* [Task input]:
───
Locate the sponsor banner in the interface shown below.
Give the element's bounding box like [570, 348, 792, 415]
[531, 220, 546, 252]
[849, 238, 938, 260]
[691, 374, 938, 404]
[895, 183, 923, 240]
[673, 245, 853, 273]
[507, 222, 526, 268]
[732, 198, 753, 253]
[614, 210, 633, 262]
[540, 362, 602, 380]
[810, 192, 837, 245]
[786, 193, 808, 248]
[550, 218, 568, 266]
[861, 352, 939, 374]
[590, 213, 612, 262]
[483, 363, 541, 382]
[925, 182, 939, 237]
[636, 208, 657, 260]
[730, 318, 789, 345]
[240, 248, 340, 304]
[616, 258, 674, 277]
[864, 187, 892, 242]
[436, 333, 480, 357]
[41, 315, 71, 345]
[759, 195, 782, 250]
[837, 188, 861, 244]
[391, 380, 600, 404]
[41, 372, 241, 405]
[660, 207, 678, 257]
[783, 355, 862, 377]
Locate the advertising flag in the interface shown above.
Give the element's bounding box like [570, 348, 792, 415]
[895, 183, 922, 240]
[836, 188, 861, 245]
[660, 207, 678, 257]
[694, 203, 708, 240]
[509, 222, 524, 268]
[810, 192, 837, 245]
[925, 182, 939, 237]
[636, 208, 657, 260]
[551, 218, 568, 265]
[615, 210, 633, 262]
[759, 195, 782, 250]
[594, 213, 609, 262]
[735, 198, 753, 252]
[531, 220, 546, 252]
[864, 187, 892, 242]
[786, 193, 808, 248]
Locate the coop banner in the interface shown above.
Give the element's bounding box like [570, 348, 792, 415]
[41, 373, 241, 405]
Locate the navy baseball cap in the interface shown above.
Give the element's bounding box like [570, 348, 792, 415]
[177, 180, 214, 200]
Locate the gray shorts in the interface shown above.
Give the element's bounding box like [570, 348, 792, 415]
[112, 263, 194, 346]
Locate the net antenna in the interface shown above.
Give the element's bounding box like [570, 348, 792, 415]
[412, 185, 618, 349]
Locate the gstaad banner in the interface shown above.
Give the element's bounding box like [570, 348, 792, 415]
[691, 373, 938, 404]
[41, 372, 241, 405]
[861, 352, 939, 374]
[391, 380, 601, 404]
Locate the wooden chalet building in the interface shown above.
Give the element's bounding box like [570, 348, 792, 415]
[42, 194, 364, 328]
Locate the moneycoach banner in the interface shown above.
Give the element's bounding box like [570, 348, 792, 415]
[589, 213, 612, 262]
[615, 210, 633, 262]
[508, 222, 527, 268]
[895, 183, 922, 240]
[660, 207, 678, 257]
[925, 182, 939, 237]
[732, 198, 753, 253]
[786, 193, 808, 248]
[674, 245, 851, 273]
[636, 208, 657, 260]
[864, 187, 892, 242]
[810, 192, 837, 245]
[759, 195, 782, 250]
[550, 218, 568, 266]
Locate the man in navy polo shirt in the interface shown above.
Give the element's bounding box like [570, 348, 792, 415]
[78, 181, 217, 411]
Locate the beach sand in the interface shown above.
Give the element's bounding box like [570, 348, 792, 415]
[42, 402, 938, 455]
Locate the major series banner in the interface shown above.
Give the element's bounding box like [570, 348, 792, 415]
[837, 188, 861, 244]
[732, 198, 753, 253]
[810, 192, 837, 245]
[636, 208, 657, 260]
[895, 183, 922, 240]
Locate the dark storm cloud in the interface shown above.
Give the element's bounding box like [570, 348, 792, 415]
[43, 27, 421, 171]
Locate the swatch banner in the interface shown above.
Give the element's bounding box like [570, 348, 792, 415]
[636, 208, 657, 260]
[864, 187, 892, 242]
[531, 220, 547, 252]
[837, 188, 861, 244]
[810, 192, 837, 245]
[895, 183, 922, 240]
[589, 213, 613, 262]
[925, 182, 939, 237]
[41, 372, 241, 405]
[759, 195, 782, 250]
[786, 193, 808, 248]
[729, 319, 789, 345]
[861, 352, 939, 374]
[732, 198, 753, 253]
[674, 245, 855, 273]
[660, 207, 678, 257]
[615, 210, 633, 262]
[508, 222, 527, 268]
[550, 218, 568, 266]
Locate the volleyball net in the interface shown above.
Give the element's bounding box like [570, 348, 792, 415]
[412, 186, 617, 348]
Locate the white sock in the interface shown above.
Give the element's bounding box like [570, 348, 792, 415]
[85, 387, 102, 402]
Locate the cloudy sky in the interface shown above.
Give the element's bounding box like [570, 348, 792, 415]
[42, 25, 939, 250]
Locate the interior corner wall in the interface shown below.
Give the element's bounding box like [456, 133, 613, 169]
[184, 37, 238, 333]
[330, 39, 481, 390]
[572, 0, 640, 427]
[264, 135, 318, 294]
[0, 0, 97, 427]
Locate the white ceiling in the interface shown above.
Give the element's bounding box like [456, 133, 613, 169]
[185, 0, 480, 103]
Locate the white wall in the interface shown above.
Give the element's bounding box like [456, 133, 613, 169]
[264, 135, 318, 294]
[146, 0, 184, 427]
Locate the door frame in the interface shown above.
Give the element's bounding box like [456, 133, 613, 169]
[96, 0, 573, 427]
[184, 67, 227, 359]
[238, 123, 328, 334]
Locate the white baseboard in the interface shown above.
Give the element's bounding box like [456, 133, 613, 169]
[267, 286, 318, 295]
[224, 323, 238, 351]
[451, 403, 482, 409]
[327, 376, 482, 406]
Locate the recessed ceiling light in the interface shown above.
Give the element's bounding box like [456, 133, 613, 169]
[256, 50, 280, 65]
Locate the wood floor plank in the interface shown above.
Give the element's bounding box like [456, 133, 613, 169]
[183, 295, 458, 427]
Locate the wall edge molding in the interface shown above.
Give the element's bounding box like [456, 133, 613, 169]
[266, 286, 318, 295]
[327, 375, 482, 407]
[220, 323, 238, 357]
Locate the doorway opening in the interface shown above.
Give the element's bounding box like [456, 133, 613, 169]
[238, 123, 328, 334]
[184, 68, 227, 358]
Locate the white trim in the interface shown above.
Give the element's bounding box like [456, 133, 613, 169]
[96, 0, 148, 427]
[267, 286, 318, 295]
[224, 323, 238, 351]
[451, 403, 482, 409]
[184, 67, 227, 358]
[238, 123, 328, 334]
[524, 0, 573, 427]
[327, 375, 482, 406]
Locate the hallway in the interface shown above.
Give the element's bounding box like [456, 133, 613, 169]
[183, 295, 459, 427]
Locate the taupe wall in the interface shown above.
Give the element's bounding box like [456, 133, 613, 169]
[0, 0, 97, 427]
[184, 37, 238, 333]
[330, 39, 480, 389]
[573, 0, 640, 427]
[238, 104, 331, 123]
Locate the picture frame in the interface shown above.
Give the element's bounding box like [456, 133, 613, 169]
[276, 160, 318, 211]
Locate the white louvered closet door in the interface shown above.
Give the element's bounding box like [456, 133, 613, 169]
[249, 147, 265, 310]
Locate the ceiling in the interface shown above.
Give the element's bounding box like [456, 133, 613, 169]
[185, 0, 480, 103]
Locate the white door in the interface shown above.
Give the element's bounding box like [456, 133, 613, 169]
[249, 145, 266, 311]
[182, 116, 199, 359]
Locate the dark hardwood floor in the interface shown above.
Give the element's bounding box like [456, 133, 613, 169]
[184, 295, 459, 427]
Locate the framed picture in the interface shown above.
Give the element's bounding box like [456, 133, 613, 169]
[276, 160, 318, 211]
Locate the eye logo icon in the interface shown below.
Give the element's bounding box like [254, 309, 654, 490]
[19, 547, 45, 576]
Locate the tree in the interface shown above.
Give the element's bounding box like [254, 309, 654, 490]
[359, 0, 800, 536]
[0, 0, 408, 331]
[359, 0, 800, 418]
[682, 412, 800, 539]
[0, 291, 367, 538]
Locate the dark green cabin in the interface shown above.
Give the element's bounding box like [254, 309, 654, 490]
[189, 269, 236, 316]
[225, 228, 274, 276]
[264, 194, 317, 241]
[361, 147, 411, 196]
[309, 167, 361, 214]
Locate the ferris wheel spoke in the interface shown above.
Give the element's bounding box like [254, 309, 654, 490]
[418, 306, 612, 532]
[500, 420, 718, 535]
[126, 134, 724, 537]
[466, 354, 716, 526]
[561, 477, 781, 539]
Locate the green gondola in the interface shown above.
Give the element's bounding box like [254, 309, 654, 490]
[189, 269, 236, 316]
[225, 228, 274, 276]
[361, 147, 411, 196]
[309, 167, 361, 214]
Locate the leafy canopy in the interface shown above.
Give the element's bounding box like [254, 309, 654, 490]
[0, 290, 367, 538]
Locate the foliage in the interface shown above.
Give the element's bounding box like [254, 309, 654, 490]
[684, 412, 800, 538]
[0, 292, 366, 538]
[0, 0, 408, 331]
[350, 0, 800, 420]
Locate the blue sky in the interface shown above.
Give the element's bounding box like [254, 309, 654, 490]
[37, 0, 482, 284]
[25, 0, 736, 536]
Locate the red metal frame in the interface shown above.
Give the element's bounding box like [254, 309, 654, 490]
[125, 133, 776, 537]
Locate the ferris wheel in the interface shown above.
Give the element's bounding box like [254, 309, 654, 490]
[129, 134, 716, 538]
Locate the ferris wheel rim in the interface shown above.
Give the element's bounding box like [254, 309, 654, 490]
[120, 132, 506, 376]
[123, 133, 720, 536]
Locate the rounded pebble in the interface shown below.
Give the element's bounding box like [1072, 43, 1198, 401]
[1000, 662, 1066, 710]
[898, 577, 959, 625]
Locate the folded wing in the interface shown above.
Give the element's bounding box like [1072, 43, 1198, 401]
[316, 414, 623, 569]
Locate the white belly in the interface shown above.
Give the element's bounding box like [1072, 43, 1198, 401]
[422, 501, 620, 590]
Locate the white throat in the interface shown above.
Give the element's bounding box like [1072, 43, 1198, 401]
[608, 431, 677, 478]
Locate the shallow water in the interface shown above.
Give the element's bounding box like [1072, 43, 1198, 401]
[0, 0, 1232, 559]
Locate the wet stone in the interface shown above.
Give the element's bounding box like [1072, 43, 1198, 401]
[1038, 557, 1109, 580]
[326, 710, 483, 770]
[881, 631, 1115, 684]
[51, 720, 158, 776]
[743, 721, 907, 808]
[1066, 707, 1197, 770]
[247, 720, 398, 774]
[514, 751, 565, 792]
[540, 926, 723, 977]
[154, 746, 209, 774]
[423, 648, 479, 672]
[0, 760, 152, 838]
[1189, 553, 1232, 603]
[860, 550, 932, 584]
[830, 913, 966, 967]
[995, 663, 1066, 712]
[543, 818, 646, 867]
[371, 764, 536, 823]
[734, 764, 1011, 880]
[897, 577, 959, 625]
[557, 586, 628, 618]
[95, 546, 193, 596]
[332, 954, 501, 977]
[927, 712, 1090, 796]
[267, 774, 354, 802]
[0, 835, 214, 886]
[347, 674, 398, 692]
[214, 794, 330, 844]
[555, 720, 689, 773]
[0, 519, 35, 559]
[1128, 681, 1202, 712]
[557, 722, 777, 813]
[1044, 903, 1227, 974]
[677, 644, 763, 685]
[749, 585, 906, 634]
───
* [Written problem]:
Edit the lines from the one with "Locate the ferris wheel in" to the one with "[123, 133, 720, 536]", replacing "rim" with "frame" and keeping everything else the same.

* [Written response]:
Locate the ferris wheel in the interface shown above.
Give the element's bounding box like [254, 309, 654, 490]
[129, 134, 716, 538]
Locate the ferris wheel frame in the interface shown above.
Give the element's bounding box like [254, 309, 654, 490]
[120, 132, 506, 376]
[123, 133, 720, 536]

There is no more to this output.